[GIVEN PROBLEM]: Copy out every one of the records below word for word, keeping each line unchanged.

[WORKING DATA]:
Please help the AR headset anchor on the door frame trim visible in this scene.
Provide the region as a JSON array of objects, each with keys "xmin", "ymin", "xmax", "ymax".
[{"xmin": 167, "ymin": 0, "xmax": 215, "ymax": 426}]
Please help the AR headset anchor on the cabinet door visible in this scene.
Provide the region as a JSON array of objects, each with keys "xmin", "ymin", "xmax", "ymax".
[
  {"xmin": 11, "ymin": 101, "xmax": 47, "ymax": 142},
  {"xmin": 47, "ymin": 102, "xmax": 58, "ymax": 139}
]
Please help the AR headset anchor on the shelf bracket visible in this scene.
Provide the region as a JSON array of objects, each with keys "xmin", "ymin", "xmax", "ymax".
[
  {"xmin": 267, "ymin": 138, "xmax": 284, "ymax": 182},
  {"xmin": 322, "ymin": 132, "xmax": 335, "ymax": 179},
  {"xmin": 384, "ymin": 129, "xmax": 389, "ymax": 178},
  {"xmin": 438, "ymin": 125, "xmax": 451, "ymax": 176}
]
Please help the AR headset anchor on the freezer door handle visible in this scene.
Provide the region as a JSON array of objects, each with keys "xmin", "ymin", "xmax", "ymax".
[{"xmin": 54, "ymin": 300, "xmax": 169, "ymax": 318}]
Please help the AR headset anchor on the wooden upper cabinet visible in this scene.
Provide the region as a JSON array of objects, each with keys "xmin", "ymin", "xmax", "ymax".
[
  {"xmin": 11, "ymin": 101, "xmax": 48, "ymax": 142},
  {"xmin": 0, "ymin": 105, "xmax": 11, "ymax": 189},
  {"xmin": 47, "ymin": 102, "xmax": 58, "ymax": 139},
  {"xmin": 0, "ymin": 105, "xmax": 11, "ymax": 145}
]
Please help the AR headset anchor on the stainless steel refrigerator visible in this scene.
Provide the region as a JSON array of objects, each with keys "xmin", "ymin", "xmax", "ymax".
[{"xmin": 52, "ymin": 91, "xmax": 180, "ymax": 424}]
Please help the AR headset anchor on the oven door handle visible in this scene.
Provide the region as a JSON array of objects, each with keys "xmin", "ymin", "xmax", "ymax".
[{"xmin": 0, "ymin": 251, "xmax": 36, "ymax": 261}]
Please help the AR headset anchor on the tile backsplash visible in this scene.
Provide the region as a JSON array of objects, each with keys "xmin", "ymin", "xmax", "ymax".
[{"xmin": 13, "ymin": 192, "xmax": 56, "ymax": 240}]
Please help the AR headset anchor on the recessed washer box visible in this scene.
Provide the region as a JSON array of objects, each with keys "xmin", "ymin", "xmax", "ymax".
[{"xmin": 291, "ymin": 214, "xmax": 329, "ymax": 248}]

[OUTPUT FOR THIS TASK]:
Please help the AR headset anchor on the door frame trim visible in this scene.
Provide the region as a JSON array of objects, each with keys "xmin", "ymin", "xmax", "ymax".
[{"xmin": 167, "ymin": 0, "xmax": 215, "ymax": 426}]
Please help the AR headset anchor on the cabinet door visible in this scene.
Provide the region as a JSON array of objects, each with keys "xmin", "ymin", "xmax", "ymax".
[
  {"xmin": 11, "ymin": 101, "xmax": 47, "ymax": 142},
  {"xmin": 47, "ymin": 102, "xmax": 58, "ymax": 139}
]
Please help the AR headset anchor on the shelf bracket visible in this scene.
Provide the region as a JSON array of objects, each with keys "xmin", "ymin", "xmax", "ymax".
[
  {"xmin": 267, "ymin": 138, "xmax": 284, "ymax": 182},
  {"xmin": 322, "ymin": 132, "xmax": 335, "ymax": 179},
  {"xmin": 384, "ymin": 129, "xmax": 389, "ymax": 178},
  {"xmin": 438, "ymin": 125, "xmax": 451, "ymax": 176}
]
Please help the AR headset anchor on the freezer door handle visible in this scene.
Provide the region as a JSON array of objects, each with keys "xmin", "ymin", "xmax", "ymax".
[{"xmin": 54, "ymin": 300, "xmax": 169, "ymax": 318}]
Please help the AR headset anchor on the wooden upper cabinet visible in this scene.
Provide the region as a JSON array of objects, each with keys "xmin", "ymin", "xmax", "ymax".
[
  {"xmin": 11, "ymin": 101, "xmax": 48, "ymax": 142},
  {"xmin": 0, "ymin": 105, "xmax": 11, "ymax": 189},
  {"xmin": 47, "ymin": 102, "xmax": 58, "ymax": 139},
  {"xmin": 0, "ymin": 105, "xmax": 11, "ymax": 145}
]
Please help the AR headset anchor on the stainless steel refrigerator visible in this scene.
Provide the region as a JSON array of objects, each with keys "xmin", "ymin", "xmax", "ymax".
[{"xmin": 52, "ymin": 91, "xmax": 180, "ymax": 424}]
Please help the AR headset anchor on the oven door handle visible in this scene.
Provide the region as a JSON array of objects, each with keys "xmin", "ymin", "xmax", "ymax".
[{"xmin": 0, "ymin": 251, "xmax": 36, "ymax": 261}]
Please help the AR headset anchor on the tile backsplash visible in this scene.
Provide the region as a JSON array of objects, each with keys "xmin", "ymin", "xmax", "ymax".
[{"xmin": 13, "ymin": 192, "xmax": 56, "ymax": 240}]
Please help the AR headset anchor on the recessed washer box visible in this scene.
Provide the region as a JSON array of objects, each with keys "xmin", "ymin", "xmax", "ymax".
[{"xmin": 291, "ymin": 214, "xmax": 329, "ymax": 248}]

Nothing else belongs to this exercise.